O apresentador e jornalista Manoel Soares esteve no Rio de Janeiro para participar do G20 Favelas, um evento paralelo ao G20 que reuniu líderes, empreendedores, influenciadores e moradores de favelas, com o intuito de debater temas essenciais ao desenvolvimento social, econômico e cultural dessas comunidades. Organizado pela Central Única das Favelas (CUFA) em parceria com a Frente Nacional Antirracista (FNA) e a Frente Parlamentar em Defesa das Favelas, o evento também contou com o apoio da UNESCO. A seguir, Manoel compartilha suas reflexões sobre a importância de dar visibilidade às questões que afetam as favelas e o impacto do G20 Favelas nas discussões sobre a melhoria da qualidade de vida nessas áreas.
══════════════════════════════
◆ **ENUNCIADO DA TAREFA**
Reproduza na íntegra, sem nenhuma alteração, o trecho sobre a participação de Manoel Soares no G20 Favelas. As linhas a seguir não têm relação com o trecho.

(Linhas de apontamento de objetos nomeados)
══════════════════════════════
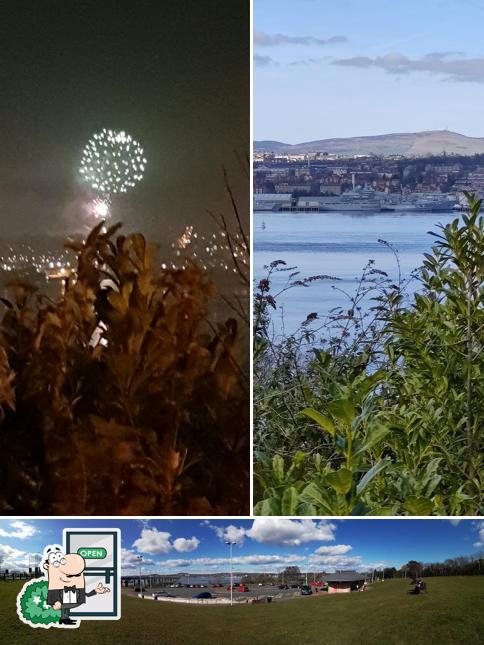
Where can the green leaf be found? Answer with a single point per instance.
(289, 501)
(278, 468)
(366, 479)
(418, 505)
(383, 510)
(269, 506)
(321, 420)
(313, 495)
(343, 409)
(341, 480)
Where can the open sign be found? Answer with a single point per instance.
(92, 553)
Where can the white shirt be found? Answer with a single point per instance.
(69, 597)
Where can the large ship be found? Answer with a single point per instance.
(424, 204)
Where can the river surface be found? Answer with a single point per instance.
(338, 244)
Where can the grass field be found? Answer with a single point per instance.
(451, 612)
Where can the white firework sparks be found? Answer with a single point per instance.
(112, 162)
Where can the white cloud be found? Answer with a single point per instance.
(284, 532)
(11, 558)
(229, 533)
(153, 541)
(480, 542)
(263, 61)
(262, 39)
(21, 530)
(337, 549)
(130, 560)
(185, 545)
(450, 65)
(240, 561)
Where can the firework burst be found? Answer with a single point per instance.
(112, 162)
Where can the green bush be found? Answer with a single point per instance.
(387, 418)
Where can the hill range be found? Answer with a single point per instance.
(411, 144)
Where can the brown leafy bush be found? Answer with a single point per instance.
(117, 398)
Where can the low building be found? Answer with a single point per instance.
(344, 582)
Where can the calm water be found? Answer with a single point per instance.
(338, 244)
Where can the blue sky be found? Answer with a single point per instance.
(361, 68)
(263, 544)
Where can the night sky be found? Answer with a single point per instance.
(175, 75)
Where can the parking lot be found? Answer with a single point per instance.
(255, 591)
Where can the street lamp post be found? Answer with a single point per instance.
(140, 558)
(231, 544)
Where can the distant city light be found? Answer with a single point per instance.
(112, 162)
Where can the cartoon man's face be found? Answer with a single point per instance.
(65, 570)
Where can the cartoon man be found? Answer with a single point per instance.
(67, 584)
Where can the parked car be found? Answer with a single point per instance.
(203, 595)
(162, 594)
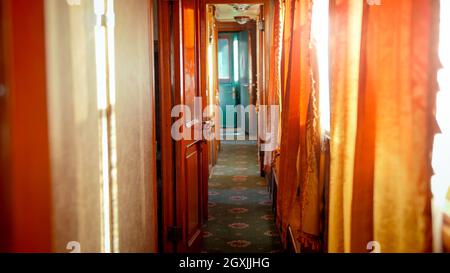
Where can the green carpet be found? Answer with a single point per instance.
(240, 210)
══════════════════════════════
◆ **RESPOSTA CORRETA**
O apresentador e jornalista Manoel Soares esteve no Rio de Janeiro para participar do G20 Favelas, um evento paralelo ao G20 que reuniu líderes, empreendedores, influenciadores e moradores de favelas, com o intuito de debater temas essenciais ao desenvolvimento social, econômico e cultural dessas comunidades. Organizado pela Central Única das Favelas (CUFA) em parceria com a Frente Nacional Antirracista (FNA) e a Frente Parlamentar em Defesa das Favelas, o evento também contou com o apoio da UNESCO. A seguir, Manoel compartilha suas reflexões sobre a importância de dar visibilidade às questões que afetam as favelas e o impacto do G20 Favelas nas discussões sobre a melhoria da qualidade de vida nessas áreas.